__SET OF TASKS__
#1 Rewrite the JouleRoute-LM page starting with "The lineage is" and going on through "of the page.", changing "off-ramp" to "exit head".
#2 Carry the JouleRoute-LM page forward from the point where it stops.

__PAGE EXTRACT__

— start —

JouleRoute-LM — George Hu

Chapter One

The
Problem.

A transformer classifier runs every input through its full stack of layers — an easy example and a hard one cost exactly the same. But the easy ones are often already decided halfway up. The depth spent past that point is wasted compute, and on a laptop that is wasted battery.

This project rebuilds a prior simulation ("JouleRoute v1") on real model weights. The earlier version modelled the idea; this one attaches working early-exit heads to a real BERT-base encoder and asks the only question that matters on hardware: does stopping early save measurable energy, and what does it cost in accuracy?

"An easy sentence should not cost the same as a hard one — and the only way to know what it really costs is to measure the joules."

The lineage is explicit. BranchyNet (2016) introduced early-exit branches gated by prediction entropy; DeeBERT (2020) applied the idea to BERT — freeze the backbone, train a small off-ramp after each layer, and exit the first time one is confident. I follow DeeBERT closely, then add the v1 continuity hook: a simulated battery budget that tightens the exit threshold as it depletes.

Scope is deliberately narrow and honest: encoder classification only — BERT-base, 12 layers, SST-2 sentiment. Decoder / generative early-exit is a real research frontier, not this experiment; why it is hard is the last word of the page.

L1–3

← early heads: easy sentences leave here

L4–7

← entropy threshold: most exits land mid-stack

L8–10

L11–12

← full depth: only the hard sentences reach it

Chapter Two

The
Approach.

Freeze the backbone, train only the off-ramps, then route by confidence. Three setups isolate what early-exit — and the battery budget — actually contribute, each measured against the full-depth baseline.

Setup 01

Full-Depth Baseline

All 12 layers

The frozen, SST-2-fine-tuned BERT-base run end to end — every sentence through all 12 layers. What a standard deployment does, and the honest reference point: 92.43% validation accuracy, logged before any routing existed.

Setup 02

Entropy Early-Exit

Confidence-only

A linear head after each layer (DeeBERT-style, backbone frozen). At each layer I take the softmax entropy of its head; the first time it falls below a threshold τ, the sentence exits with that prediction. Confident inputs leave early; hard ones ride to the top.

Setup 03
Entropy + Battery Budget
JouleRoute — the v1 hook
The continuity link to v1: a simulated battery budget that loosens the entropy threshold as it drains, so a depleting device exits earlier and spends less — trading a little accuracy for energy on purpose. Clearly labelled simulated; it is a control knob, never a measured joule.

Measurement Design

Everything runs on an M5 MacBook Air via the MPS backend. The backbone is frozen, so I cache its per-layer features once and train the 12 linear heads on top — cheap, reproducible, seeded. The depth gradient is the whole premise: head accuracy climbs from ~72% at layer 1 to ~92% by layer 10.

— end —

__EXTRACTED DATA__
— start —

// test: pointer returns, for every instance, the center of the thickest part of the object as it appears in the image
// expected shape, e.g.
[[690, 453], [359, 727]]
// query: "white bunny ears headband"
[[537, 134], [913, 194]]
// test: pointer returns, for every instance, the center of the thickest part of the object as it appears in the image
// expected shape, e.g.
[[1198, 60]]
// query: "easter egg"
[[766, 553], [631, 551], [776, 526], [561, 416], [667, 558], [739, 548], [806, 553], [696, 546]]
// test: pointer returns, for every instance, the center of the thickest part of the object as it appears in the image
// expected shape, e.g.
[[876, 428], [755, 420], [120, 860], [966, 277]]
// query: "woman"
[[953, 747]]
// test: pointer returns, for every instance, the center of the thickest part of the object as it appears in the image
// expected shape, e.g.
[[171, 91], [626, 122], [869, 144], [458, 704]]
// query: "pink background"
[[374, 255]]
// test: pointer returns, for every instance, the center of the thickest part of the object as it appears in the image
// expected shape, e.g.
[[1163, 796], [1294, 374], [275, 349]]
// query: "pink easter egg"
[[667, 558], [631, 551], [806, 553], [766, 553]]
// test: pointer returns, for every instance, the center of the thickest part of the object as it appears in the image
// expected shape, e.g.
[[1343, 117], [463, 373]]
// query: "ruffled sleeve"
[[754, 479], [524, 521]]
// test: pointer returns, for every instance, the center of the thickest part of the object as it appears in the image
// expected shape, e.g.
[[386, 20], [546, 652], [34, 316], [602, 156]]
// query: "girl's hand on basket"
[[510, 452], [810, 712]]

— end —

__ANSWERS TO THE EXERCISE__
#1
The lineage is explicit. BranchyNet (2016) introduced early-exit branches gated by prediction entropy; DeeBERT (2020) applied the idea to BERT — freeze the backbone, train a small exit head after each layer, and exit the first time one is confident. I follow DeeBERT closely, then add the v1 continuity hook: a simulated battery budget that tightens the exit threshold as it depletes.

Scope is deliberately narrow and honest: encoder classification only — BERT-base, 12 layers, SST-2 sentiment. Decoder / generative early-exit is a real research frontier, not this experiment; why it is hard is the last word of the page.

#2
Energy is the part that has to be real. Every joule comes from a raw powermetrics capture written to a timestamped log — never estimated from layer counts. I measure energy-per-example at each fixed depth with identical full batches (constant GPU saturation), then weight by each threshold's real exit distribution. Three measurement methods were tried; two were discarded for confounds before the numbers were trusted.

Statistics run over 5 random seeds — the only randomness is head training; the backbone never moves. A paired permutation test compares early-exit against full-depth on the same sentences; a bootstrap puts a 95% confidence interval on the accuracy change, layers saved, and energy saved.

Energy — measured

Real powermetrics logs

Whole-SoC power sampled by Apple's powermetrics, integrated over time, idle floor subtracted. No joule is reported without a raw log behind it.

Significance

Paired Permutation Test

Non-parametric, per-example sign-flip on the same 872 validation sentences — the right test for comparing two classifiers on shared inputs.

Uncertainty

Bootstrap 95% CI

10,000 resamples (nested over seeds and examples) on Δaccuracy, layers saved, and energy saved — every effect size carries an interval, not just a point.

Reproducibility

Frozen backbone · 5 seeds

Only the heads train; the backbone is fixed. Results are stable across seeds (accuracy spread ≈ 0.2 pp), so the finding is not a lucky initialisation.

Chapter Three

The
Curve.

This is the whole project in one plot — accuracy against the compute and the real energy it costs. It is modest on purpose. A clean, dramatic number here would be a red flag; this is the honest shape.

Two real-measurement panels: accuracy versus average layers computed, and accuracy versus measured energy per example, each with the 92.43% full-depth baseline drawn as a dashed line. — Real measurements, M5 MacBook Air. Left: accuracy vs average layers computed. Right: accuracy vs energy per example, from powermetrics logs (mean ± std of 3 captures). Dashed line: the 92.43% full-depth baseline. Each point is an entropy threshold τ.

Headline · τ = 0.20

−37%

fewer layers and ~37% less measured energy, at 98.8% of baseline accuracy

98.8%

Baseline accuracy held

n.s.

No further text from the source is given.